------ Raw data

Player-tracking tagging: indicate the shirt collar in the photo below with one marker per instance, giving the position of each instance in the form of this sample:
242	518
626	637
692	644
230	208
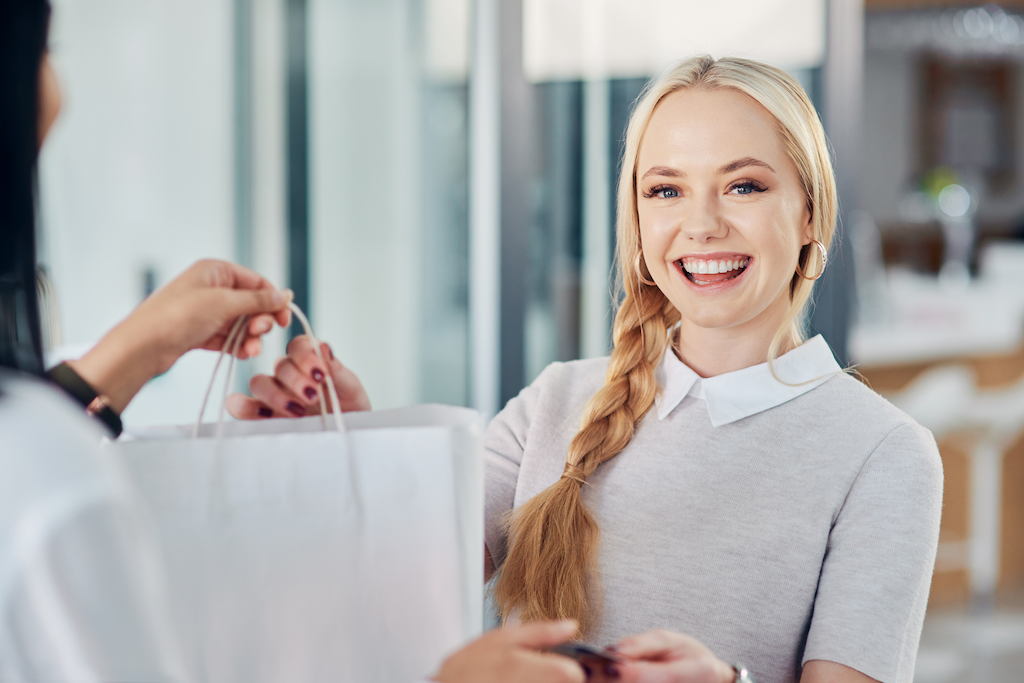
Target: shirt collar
744	392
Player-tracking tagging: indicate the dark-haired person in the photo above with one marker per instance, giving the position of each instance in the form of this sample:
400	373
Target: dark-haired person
80	586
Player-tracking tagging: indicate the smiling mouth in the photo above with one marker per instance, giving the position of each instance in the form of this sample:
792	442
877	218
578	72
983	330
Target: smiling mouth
704	272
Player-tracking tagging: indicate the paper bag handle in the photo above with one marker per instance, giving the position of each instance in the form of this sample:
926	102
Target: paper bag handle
233	342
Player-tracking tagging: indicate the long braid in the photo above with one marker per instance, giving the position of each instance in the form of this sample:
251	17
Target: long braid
550	568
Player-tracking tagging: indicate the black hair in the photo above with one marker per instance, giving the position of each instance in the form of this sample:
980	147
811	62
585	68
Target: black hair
24	28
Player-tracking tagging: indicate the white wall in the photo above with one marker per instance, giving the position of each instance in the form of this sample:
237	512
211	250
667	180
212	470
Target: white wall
365	198
137	171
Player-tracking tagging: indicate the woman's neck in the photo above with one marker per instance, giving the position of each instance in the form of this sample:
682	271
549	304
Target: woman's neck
711	351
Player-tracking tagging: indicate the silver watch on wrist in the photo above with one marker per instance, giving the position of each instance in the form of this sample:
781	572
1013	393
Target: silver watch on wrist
742	675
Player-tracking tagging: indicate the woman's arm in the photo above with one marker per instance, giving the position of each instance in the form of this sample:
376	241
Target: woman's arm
195	310
663	656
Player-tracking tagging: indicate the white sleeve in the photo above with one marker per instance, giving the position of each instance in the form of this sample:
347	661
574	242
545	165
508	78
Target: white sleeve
81	600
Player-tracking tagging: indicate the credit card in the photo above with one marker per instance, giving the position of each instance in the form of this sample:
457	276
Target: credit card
587	654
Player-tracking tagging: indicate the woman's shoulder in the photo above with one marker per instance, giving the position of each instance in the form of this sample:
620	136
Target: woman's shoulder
572	376
858	413
559	392
47	437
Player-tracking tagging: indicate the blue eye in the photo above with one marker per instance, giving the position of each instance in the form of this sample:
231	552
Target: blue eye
662	191
747	187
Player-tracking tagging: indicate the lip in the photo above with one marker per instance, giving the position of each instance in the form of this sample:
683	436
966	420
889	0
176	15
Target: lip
715	288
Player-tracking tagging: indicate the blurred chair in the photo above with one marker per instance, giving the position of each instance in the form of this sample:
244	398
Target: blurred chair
946	399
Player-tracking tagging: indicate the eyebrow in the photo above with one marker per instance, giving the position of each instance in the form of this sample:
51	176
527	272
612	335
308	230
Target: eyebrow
728	168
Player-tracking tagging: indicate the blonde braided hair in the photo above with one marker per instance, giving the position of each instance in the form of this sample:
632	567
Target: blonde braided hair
551	567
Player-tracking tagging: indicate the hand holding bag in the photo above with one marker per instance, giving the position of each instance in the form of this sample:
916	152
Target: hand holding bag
308	551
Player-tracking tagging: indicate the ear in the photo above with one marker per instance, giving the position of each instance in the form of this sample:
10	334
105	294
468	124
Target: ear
807	231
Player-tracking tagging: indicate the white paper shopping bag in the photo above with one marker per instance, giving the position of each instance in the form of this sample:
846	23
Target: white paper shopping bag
297	553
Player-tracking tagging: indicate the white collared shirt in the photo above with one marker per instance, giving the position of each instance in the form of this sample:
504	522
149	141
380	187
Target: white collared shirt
776	522
744	392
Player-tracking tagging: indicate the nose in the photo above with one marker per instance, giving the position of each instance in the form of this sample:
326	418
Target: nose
705	220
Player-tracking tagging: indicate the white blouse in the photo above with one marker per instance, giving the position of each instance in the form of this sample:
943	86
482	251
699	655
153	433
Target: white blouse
80	582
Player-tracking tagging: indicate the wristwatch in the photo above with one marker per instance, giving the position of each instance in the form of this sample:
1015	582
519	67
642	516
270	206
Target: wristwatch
742	676
94	402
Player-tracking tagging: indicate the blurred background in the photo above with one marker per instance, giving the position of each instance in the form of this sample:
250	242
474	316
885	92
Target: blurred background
435	180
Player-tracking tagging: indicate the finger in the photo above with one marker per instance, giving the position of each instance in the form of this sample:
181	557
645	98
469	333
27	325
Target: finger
541	668
242	407
300	351
650	645
541	635
301	385
267	390
251	302
224	273
349	388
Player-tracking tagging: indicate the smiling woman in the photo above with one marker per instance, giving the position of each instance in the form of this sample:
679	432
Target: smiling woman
728	480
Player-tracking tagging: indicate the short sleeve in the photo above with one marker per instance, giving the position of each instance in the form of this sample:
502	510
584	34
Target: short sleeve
877	573
504	443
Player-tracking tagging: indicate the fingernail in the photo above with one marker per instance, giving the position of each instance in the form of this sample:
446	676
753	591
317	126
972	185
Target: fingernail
282	297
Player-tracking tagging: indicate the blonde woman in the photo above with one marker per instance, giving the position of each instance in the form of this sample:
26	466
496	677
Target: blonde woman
718	475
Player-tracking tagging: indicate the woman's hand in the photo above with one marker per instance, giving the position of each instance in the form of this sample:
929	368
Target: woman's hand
294	389
663	656
511	655
197	309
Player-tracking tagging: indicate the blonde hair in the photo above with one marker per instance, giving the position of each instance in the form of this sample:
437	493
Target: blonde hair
551	568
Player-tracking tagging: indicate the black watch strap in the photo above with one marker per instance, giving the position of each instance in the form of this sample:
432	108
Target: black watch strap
94	403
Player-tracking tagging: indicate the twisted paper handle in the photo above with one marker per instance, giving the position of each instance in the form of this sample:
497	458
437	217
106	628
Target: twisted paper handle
233	343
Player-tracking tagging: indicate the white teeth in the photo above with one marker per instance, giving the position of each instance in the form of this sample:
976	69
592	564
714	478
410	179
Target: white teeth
701	266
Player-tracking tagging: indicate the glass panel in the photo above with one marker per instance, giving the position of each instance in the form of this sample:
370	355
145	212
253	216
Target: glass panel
136	176
388	193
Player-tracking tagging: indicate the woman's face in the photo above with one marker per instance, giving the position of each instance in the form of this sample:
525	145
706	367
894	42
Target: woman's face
49	98
723	214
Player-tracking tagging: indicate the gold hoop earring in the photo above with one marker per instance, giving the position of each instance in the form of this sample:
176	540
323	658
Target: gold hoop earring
640	272
824	261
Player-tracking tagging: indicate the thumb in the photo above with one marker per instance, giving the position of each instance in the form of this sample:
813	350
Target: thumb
543	634
250	302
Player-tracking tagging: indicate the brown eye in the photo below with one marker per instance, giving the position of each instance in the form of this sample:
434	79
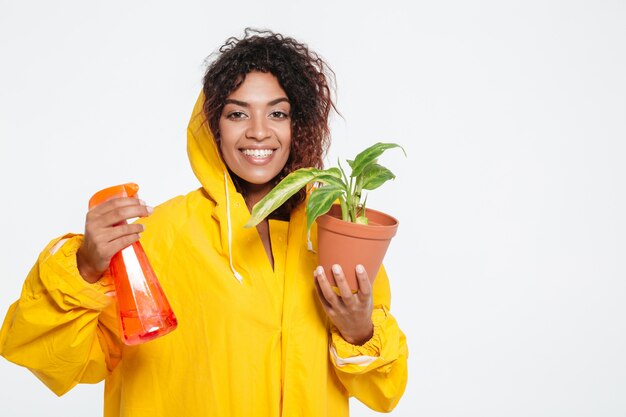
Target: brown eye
279	115
236	115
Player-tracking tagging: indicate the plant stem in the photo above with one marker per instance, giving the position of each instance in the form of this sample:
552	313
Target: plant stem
345	216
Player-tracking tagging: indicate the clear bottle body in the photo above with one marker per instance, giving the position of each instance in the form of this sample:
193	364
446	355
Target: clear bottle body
144	311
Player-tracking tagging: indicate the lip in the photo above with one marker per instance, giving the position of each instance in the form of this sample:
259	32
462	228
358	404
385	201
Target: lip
258	161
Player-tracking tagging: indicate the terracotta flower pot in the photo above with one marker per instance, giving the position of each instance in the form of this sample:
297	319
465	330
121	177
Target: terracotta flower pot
349	244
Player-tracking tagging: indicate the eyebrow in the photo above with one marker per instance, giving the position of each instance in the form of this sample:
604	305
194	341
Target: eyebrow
244	104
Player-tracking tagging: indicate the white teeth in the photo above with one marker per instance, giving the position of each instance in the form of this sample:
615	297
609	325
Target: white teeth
258	153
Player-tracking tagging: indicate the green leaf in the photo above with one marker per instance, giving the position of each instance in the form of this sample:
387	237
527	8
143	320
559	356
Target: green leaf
320	201
376	175
331	176
369	156
290	185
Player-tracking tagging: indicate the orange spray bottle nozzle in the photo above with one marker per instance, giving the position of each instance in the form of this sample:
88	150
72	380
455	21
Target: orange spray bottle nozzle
129	189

------------

- [Your task] Repeat exactly the lines starting at the line with "Player-tracking tagging: indicate the terracotta" and ending with the final line of the entries. Include nothing else.

- [Full output]
Player-tracking tagging: indicate the terracotta flower pot in the photo above with one marker per instance, giving the position of each instance in the form of this sample:
297	319
465	330
121	177
Target: terracotta flower pot
349	244
Player-tracking tagging: indicate the eyebrow in the photo above with one marker per instance, giving the position of each instance in the form of this sample:
604	305
194	341
Target: eyebrow
244	104
Player-tracking tagging: indicate the white teeth in the photo above with one marker per instance, giving the position of each instance in the form of this sample:
615	297
609	325
Target: white teeth
258	153
Player-tracking tagging: indicate the green leaf in the photo above with one marker per instance, giving the position of each instance in the form of this sample:
387	237
527	8
143	320
559	356
Target: green leaf
320	201
376	175
331	176
369	156
290	185
Player-tracking tagging: indicate the orange spray bottle nozzle in the photo above with one marker per instance, giving the position of each instance in the form of this sample:
88	150
72	380
455	21
Target: orange spray bottle nozzle
129	189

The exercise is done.